— begin Data to process —

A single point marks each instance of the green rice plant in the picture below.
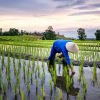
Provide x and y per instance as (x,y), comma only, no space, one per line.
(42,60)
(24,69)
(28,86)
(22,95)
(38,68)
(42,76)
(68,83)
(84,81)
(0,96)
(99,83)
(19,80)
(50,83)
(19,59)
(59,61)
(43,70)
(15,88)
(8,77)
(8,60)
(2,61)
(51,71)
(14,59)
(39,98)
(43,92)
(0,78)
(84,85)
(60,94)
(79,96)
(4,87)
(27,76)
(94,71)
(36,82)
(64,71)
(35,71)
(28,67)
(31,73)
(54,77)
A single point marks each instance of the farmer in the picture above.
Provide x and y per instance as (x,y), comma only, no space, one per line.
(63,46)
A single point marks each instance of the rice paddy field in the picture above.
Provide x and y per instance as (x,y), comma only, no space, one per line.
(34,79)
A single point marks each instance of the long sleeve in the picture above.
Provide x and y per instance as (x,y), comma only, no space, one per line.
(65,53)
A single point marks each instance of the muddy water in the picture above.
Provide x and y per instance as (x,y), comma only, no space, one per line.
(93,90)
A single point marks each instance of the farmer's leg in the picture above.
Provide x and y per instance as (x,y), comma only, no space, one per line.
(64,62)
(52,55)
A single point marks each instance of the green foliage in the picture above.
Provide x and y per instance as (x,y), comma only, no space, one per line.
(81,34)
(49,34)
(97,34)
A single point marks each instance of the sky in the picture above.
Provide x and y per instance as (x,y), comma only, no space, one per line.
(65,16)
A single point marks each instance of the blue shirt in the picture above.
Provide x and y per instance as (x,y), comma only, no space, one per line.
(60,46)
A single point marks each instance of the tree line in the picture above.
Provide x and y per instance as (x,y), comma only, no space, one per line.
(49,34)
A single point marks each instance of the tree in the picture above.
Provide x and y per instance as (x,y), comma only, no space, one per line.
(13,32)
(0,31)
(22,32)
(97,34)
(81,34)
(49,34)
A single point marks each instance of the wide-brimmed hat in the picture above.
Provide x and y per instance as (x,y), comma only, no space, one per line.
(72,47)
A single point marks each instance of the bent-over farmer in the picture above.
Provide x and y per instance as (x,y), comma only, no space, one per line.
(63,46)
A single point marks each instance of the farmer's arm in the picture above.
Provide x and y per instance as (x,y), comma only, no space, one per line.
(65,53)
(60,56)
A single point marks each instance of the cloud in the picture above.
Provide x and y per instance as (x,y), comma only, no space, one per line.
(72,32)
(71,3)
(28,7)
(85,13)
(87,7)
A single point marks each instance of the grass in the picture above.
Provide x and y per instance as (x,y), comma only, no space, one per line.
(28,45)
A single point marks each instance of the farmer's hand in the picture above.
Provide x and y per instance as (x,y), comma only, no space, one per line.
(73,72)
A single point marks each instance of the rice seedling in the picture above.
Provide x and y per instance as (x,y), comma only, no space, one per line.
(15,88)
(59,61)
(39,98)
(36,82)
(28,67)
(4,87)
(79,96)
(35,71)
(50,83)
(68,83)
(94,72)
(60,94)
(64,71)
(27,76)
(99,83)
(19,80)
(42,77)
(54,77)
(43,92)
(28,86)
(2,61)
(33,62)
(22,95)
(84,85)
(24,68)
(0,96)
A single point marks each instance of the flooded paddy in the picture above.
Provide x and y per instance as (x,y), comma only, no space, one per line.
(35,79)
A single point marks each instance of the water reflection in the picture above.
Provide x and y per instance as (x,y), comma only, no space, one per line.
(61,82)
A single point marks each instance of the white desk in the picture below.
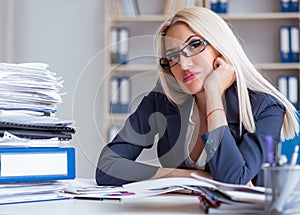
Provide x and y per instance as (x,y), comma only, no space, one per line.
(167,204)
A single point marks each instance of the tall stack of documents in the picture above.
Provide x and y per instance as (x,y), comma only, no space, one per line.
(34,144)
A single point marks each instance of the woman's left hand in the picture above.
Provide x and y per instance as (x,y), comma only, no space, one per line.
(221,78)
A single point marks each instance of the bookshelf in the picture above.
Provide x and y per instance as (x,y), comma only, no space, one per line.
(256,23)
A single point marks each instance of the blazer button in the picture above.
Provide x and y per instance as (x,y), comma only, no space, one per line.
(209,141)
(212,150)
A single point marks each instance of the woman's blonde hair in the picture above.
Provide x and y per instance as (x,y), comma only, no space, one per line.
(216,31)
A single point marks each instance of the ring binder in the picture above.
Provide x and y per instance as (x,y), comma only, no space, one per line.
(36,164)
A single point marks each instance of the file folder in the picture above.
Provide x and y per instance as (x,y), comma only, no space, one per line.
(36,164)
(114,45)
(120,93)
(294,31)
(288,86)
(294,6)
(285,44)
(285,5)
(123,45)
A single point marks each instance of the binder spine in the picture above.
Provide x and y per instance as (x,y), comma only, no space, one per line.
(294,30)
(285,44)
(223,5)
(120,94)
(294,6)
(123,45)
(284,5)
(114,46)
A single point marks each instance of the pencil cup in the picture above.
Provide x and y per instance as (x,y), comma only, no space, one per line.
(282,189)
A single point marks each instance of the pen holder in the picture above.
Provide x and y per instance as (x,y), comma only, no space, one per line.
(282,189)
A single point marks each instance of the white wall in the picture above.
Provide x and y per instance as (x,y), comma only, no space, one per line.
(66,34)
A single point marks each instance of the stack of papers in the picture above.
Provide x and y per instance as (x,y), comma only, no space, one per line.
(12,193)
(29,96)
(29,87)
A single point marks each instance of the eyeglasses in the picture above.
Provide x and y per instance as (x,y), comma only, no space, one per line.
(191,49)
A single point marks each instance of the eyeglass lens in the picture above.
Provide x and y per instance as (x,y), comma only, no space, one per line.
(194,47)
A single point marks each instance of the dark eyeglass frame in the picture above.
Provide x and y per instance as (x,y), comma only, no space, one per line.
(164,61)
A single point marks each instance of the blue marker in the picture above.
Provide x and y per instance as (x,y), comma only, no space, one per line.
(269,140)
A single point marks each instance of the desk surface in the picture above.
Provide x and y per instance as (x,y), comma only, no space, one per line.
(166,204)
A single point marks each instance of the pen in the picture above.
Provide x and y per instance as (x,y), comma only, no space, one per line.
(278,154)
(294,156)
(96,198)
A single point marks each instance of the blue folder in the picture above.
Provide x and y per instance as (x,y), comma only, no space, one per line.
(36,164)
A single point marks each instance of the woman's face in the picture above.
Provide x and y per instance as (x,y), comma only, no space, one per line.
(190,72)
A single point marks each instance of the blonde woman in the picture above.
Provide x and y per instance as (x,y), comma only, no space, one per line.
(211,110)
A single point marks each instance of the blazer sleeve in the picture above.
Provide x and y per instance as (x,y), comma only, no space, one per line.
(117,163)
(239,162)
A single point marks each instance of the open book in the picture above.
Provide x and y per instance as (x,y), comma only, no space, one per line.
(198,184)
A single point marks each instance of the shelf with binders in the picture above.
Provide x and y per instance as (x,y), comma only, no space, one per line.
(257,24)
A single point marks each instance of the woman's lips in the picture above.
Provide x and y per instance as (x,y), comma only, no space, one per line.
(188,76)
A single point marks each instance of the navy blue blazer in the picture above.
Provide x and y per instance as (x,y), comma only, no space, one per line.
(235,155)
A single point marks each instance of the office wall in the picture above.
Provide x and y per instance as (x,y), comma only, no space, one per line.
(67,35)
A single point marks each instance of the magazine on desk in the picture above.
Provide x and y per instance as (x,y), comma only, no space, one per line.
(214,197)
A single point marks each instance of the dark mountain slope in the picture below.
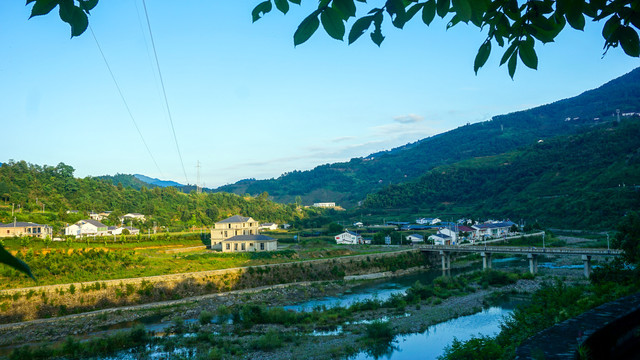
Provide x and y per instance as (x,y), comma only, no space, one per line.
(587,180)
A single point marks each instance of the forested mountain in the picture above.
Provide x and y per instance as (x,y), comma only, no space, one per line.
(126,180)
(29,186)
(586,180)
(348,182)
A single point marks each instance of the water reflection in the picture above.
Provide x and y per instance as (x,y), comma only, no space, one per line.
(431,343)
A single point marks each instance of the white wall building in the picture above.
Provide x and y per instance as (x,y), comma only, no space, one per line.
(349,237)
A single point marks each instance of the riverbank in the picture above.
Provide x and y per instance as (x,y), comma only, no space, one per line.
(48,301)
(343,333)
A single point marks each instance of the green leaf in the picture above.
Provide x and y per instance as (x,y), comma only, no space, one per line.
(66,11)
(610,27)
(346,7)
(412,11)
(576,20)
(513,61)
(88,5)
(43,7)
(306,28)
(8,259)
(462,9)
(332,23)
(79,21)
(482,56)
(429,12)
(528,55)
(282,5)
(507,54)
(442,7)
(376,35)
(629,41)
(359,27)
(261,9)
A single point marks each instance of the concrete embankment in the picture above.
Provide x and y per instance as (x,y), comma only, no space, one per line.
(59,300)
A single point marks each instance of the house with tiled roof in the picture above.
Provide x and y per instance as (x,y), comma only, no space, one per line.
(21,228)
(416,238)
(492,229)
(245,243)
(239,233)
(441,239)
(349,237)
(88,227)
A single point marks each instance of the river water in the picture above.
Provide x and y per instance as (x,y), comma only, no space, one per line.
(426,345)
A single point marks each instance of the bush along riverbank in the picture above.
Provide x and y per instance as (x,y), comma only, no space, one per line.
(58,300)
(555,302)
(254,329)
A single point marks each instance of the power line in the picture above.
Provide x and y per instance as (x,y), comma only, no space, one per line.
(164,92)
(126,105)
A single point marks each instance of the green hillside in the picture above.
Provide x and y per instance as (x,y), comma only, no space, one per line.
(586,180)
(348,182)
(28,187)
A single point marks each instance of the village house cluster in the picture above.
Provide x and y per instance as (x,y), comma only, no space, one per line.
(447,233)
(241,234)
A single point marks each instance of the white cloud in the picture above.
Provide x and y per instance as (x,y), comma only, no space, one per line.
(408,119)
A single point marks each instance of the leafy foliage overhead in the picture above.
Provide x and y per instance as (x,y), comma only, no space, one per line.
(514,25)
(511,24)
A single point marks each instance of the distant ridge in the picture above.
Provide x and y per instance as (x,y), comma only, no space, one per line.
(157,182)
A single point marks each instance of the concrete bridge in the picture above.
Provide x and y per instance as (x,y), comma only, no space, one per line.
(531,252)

— end Data to process —

▸ Exercise: Retype nothing except the lines from the line holding "A single point marks each instance of the village" through the last line of the entries, both included.

▸ Output for this task:
A single point marks each instance of the village house cluster in the picture above.
Provide x and y per instance as (x,y), comma only, no space, one per line.
(447,233)
(241,234)
A single point marks each instance of the white cloud in the picture above.
Provide x and y per instance as (x,y), comma only, no space, one per line.
(408,119)
A single point marks each instance of the leafy foliage overhead in the picture above.
Provide x and y per instance as (x,y), comma only, no space, one per line.
(514,25)
(511,24)
A single point marks each instance of the distant ridge in the picture above.
Provide x and y per instance as (x,y), comma only, no space, one per line.
(157,182)
A single point marks each instance of the concrete bridge in the picture above.
Provide x and y per instance as (x,y), comma only, no space, one per line.
(531,252)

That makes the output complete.